Please give back only the lines below from the one containing "windshield for me" to the one containing "yellow building for me", each repeated word for word, both ends included.

◇ ◇ ◇ ◇ ◇ ◇ ◇

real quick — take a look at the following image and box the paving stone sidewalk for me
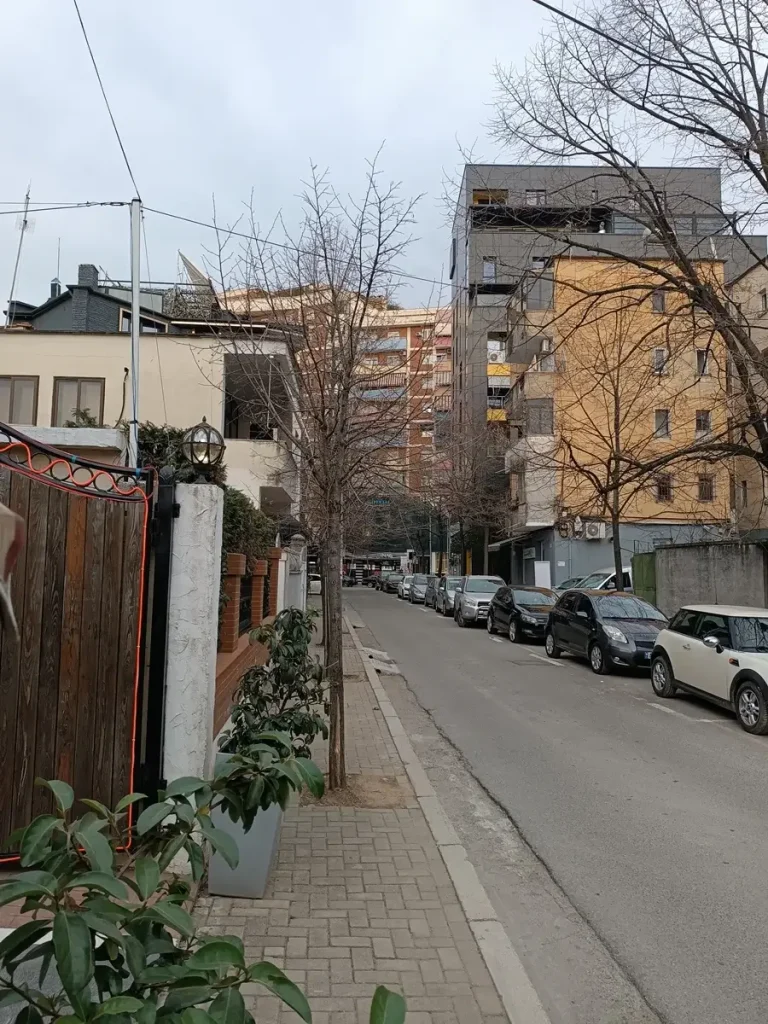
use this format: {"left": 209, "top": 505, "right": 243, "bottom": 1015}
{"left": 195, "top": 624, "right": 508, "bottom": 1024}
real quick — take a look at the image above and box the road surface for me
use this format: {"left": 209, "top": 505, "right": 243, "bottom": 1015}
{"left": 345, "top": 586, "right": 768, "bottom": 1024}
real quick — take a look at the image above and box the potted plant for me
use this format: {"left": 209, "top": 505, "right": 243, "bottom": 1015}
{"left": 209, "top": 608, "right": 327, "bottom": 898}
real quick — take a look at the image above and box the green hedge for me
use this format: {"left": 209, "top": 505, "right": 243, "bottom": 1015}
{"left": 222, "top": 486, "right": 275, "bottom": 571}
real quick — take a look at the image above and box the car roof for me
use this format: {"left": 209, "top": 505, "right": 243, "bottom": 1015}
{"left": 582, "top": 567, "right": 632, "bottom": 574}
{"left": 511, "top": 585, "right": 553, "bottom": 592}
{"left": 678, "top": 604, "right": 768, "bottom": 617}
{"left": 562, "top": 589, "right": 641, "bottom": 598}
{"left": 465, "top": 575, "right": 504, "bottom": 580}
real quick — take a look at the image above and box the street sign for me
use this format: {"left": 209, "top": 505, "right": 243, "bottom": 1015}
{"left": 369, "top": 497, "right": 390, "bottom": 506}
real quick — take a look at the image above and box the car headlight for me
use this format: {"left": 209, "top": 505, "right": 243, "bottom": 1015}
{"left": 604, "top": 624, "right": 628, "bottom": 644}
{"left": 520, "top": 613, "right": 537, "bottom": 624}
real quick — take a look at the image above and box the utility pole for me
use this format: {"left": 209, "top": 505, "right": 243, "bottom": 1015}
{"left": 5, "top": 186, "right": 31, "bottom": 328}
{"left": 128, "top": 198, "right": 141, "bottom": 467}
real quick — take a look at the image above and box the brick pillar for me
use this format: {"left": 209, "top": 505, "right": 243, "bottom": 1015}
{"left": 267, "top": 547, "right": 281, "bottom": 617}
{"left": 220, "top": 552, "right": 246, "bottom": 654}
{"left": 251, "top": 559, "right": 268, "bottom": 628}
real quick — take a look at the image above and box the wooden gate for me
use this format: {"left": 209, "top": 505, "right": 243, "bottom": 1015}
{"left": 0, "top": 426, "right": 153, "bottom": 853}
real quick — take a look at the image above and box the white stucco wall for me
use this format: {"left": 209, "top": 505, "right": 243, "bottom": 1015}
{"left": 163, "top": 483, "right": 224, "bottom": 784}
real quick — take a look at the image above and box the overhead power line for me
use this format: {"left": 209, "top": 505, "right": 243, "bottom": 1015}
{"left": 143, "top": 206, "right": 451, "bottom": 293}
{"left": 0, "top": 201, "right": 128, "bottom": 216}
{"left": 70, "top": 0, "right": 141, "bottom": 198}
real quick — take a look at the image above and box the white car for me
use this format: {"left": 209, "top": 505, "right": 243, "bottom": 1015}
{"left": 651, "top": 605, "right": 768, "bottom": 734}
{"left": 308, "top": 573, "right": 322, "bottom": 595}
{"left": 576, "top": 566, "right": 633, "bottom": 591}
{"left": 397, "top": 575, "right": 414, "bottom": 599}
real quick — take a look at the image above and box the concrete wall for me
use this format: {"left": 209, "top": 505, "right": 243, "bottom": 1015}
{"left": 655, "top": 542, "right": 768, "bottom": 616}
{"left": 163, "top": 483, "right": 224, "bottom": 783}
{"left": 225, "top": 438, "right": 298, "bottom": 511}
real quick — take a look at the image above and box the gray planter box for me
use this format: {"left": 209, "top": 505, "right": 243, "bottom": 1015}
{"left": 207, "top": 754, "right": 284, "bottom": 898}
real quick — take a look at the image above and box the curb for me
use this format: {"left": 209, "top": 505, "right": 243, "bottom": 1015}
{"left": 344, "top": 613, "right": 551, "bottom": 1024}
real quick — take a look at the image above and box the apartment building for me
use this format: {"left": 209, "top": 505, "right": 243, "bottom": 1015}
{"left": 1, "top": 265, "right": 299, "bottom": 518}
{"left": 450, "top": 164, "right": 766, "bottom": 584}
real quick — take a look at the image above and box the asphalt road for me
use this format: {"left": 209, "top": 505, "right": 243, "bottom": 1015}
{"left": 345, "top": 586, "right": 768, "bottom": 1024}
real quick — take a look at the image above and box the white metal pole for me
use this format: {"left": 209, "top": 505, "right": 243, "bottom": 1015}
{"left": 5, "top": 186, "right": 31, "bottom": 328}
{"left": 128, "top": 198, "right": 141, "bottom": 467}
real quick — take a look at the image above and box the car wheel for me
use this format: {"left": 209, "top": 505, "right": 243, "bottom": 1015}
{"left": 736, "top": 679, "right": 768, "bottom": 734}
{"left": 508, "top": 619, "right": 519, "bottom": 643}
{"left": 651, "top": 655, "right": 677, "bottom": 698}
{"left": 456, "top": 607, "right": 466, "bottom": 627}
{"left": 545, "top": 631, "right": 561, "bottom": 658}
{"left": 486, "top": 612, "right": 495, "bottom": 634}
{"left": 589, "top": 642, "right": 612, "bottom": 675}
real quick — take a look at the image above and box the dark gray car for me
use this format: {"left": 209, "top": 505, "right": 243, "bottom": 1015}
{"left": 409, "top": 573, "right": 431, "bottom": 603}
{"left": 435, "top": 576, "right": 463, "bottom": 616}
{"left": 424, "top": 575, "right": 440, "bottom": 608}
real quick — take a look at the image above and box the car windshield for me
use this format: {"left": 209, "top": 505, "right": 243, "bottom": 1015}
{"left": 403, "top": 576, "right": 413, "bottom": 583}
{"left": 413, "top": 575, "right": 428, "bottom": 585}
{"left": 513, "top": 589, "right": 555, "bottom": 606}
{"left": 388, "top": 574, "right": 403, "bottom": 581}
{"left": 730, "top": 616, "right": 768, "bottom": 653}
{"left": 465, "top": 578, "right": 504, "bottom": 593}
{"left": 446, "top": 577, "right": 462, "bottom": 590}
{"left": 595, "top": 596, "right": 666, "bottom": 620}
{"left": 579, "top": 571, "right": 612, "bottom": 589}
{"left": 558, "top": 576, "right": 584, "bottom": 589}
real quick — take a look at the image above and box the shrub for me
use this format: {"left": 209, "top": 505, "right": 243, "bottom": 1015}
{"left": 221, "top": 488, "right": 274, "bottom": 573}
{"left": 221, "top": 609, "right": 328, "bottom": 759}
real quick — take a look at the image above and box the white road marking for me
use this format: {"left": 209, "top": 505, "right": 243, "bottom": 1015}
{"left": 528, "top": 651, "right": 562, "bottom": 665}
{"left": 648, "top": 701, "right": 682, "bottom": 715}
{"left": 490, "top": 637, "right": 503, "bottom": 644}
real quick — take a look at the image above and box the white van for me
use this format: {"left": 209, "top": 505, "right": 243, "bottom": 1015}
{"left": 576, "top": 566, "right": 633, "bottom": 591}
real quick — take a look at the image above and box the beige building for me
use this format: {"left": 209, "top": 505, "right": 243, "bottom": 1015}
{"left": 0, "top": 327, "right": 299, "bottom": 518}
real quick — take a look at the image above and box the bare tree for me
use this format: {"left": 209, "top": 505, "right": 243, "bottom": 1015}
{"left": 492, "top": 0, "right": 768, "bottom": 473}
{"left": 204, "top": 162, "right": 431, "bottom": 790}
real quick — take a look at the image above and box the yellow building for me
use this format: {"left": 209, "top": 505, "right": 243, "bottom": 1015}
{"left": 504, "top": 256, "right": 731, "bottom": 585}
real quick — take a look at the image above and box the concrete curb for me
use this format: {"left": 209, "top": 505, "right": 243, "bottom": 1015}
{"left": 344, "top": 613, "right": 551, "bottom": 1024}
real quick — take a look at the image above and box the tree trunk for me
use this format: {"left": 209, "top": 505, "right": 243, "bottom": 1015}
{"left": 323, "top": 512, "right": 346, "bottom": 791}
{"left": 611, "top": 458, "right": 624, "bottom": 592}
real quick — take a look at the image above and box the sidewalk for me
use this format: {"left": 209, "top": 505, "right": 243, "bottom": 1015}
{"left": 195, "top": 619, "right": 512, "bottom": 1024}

◇ ◇ ◇ ◇ ◇ ◇ ◇

> Response area
real quick — take a look at the image above and box the car windshield for me
use this format: {"left": 209, "top": 505, "right": 243, "bottom": 1015}
{"left": 403, "top": 576, "right": 413, "bottom": 583}
{"left": 413, "top": 575, "right": 428, "bottom": 585}
{"left": 513, "top": 589, "right": 555, "bottom": 606}
{"left": 388, "top": 574, "right": 403, "bottom": 581}
{"left": 730, "top": 616, "right": 768, "bottom": 653}
{"left": 465, "top": 578, "right": 504, "bottom": 593}
{"left": 446, "top": 577, "right": 462, "bottom": 590}
{"left": 595, "top": 596, "right": 666, "bottom": 620}
{"left": 579, "top": 571, "right": 612, "bottom": 589}
{"left": 558, "top": 576, "right": 584, "bottom": 589}
real quick — take a look at the image above and box the shrub for me
use this format: {"left": 209, "top": 505, "right": 243, "bottom": 1015}
{"left": 221, "top": 488, "right": 274, "bottom": 573}
{"left": 221, "top": 609, "right": 328, "bottom": 759}
real quick — take a look at the image above and box the white road marking for me
use this format: {"left": 209, "top": 505, "right": 243, "bottom": 1015}
{"left": 528, "top": 651, "right": 562, "bottom": 665}
{"left": 648, "top": 701, "right": 682, "bottom": 715}
{"left": 490, "top": 637, "right": 503, "bottom": 644}
real quick — take a look at the image above and box the white van for me
use this format: {"left": 209, "top": 505, "right": 243, "bottom": 1015}
{"left": 576, "top": 566, "right": 633, "bottom": 591}
real quick — take a look at the image above and box the beige building for me
use this format: {"left": 209, "top": 505, "right": 243, "bottom": 1015}
{"left": 0, "top": 327, "right": 299, "bottom": 518}
real quick — take a look at the image above and box the bare tree for me
use this format: {"left": 209, "top": 505, "right": 243, "bottom": 1015}
{"left": 492, "top": 0, "right": 768, "bottom": 473}
{"left": 204, "top": 162, "right": 431, "bottom": 790}
real quick — take a look at the image above and box the yellow building for me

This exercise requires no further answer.